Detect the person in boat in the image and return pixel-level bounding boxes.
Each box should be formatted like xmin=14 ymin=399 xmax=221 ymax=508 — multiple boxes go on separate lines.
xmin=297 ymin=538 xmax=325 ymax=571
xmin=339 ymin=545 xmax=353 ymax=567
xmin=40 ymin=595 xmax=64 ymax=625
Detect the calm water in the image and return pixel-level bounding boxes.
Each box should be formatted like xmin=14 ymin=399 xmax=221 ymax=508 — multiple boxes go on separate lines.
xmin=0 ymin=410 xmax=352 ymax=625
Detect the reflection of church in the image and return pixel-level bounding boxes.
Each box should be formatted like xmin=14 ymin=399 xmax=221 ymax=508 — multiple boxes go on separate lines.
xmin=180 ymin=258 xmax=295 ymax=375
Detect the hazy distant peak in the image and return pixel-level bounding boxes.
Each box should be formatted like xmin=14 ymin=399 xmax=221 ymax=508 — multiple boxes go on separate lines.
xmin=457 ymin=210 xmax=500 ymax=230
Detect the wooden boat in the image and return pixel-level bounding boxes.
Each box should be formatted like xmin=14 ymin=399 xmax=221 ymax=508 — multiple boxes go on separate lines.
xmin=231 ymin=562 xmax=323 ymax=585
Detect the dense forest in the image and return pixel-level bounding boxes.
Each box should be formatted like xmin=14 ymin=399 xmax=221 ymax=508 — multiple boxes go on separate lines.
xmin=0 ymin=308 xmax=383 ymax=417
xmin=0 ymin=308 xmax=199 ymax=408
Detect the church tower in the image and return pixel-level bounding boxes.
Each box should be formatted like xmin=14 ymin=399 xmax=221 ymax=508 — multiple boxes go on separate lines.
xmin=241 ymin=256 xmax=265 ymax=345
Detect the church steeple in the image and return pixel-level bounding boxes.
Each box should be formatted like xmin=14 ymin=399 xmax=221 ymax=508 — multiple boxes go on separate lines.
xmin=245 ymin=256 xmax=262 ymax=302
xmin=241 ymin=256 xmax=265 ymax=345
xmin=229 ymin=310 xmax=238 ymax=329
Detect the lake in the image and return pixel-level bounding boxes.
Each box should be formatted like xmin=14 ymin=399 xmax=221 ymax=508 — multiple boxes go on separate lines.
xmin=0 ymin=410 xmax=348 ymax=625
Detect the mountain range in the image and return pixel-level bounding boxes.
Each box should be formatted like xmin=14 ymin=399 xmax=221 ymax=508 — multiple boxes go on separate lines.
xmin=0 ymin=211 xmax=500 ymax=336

Requirements -> Reproduce all the data above, substituting "Locate" for every occurrence of "Detect" and leaving everything else untouched.

Full output ->
Locate the person in boat in the image and return pixel-level bounding boxes.
Each box should be formatted like xmin=14 ymin=399 xmax=221 ymax=508 — multiple boxes go on separate lines.
xmin=297 ymin=538 xmax=325 ymax=571
xmin=339 ymin=545 xmax=353 ymax=567
xmin=40 ymin=595 xmax=64 ymax=625
Locate the calm water in the image and return pixel-level bounding boxes.
Each box should be formatted like xmin=14 ymin=399 xmax=221 ymax=508 — multiple boxes go on separate lines.
xmin=0 ymin=410 xmax=352 ymax=625
Locate the reflection of church in the image and return pixel-level bounding boxes.
Each box should be formatted like xmin=14 ymin=399 xmax=221 ymax=508 — multiple boxes go on separate lines.
xmin=180 ymin=258 xmax=295 ymax=375
Locate the hazy distant peak in the image and return pixel-level bounding boxes.
Each box should be formatted like xmin=14 ymin=399 xmax=221 ymax=508 — multiple boxes go on separate lines.
xmin=457 ymin=210 xmax=500 ymax=230
Locate the wooden boat in the image and return pixel-level bounding boxes.
Each box should be formatted like xmin=14 ymin=399 xmax=221 ymax=508 — multiple boxes go on separate lines.
xmin=231 ymin=562 xmax=323 ymax=585
Locate the dense forest in the image and return pixel-level bounding boxes.
Each box should be formatted like xmin=14 ymin=399 xmax=221 ymax=508 — multiple boxes go on separate lines.
xmin=0 ymin=308 xmax=383 ymax=417
xmin=0 ymin=308 xmax=199 ymax=408
Locate the church tower in the image and return pixel-level bounding boxes.
Each box should be formatted like xmin=14 ymin=399 xmax=221 ymax=508 — multiple boxes go on separate lines.
xmin=241 ymin=256 xmax=265 ymax=345
Locate the church steeple in the image and return pixel-level bounding boxes.
Each box should be formatted like xmin=14 ymin=399 xmax=221 ymax=508 — multiple boxes go on separate lines.
xmin=245 ymin=256 xmax=262 ymax=302
xmin=241 ymin=256 xmax=265 ymax=345
xmin=229 ymin=310 xmax=238 ymax=329
Locate the lake in the image and return pixel-level bounding boxes.
Each box should be formatted like xmin=14 ymin=399 xmax=221 ymax=508 — multiple boxes go on separate lines.
xmin=0 ymin=410 xmax=348 ymax=625
Locate the mountain range in the image and return pixel-level bounding boxes.
Each box should be formatted like xmin=14 ymin=399 xmax=221 ymax=508 — multiple boxes go on separate lines.
xmin=0 ymin=211 xmax=500 ymax=336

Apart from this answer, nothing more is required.